Could you give back the listing below exactly, every line included?

§ **Material provided**:
^^^^^^^^^^^^^^^^
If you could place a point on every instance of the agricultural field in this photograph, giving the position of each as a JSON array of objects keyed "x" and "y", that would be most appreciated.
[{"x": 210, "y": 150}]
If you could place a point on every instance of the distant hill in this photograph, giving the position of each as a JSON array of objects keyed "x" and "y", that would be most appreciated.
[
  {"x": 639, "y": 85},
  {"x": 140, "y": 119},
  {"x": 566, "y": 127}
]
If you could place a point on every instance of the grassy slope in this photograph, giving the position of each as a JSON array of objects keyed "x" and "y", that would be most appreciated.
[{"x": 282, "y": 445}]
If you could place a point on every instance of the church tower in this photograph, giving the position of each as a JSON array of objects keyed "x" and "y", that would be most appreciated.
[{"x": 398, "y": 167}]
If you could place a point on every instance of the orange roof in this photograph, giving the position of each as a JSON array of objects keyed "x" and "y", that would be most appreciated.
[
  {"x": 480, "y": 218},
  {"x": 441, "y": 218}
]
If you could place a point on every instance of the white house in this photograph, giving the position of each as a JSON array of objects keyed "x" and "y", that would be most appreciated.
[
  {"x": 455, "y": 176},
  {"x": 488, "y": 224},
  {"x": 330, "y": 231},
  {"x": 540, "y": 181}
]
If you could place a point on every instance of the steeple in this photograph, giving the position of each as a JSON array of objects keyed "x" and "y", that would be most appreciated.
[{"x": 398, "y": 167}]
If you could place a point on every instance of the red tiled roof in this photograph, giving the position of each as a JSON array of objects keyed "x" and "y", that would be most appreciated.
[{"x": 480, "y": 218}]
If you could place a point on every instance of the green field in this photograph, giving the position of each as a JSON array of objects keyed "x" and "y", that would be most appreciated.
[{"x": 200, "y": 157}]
^^^^^^^^^^^^^^^^
§ **Task output**:
If you could place a point on every instance of the agricultural field in this photograph, giving the position of each as a JSON array of objects keyed "x" and "y", that would be most appreciated.
[{"x": 210, "y": 150}]
If you could place a point on every instance of the distant hill in this photograph, giving the position of each as a JSON array of objects keyed "x" and "y", that would be most appreciated.
[
  {"x": 639, "y": 85},
  {"x": 140, "y": 119},
  {"x": 566, "y": 127}
]
If you could place a point on every instance of the grassy slope in this photograph, giving the position of each as a JSON array of objects keyed "x" and "y", that would be most appreciated.
[{"x": 282, "y": 445}]
If you could place a point on every instance of the church tower in this photograph, giving the position of each as a JSON array of objects keyed "x" and "y", that would be most appreciated.
[{"x": 398, "y": 167}]
If you could place a point on every instance of the orange roof in this photograph, giving the position of each as a JSON array of objects keyed "x" and "y", that would be most appreciated.
[
  {"x": 480, "y": 218},
  {"x": 441, "y": 218}
]
If you could place a point on every instance of the white house in this photograph, giving the position of each as a JSON array of objects keyed "x" and "y", that would be most appreciated.
[
  {"x": 455, "y": 176},
  {"x": 488, "y": 224},
  {"x": 330, "y": 231},
  {"x": 540, "y": 181}
]
If you could place a point on every instance of the steeple in this photograph, giving the position of each as a JSON array of objects keyed "x" and "y", that would be most appreciated.
[{"x": 398, "y": 167}]
If you could place a point on every instance of the red tiled roof in this photograph, giving the position of each as a JSON array of objects keyed "x" and "y", that would be most appreciated.
[{"x": 480, "y": 218}]
If you could place a point on every instance of the green field in this photograph, giving the position of each as a JSON array of objects keyed "x" and "y", that would be most appreciated.
[{"x": 200, "y": 157}]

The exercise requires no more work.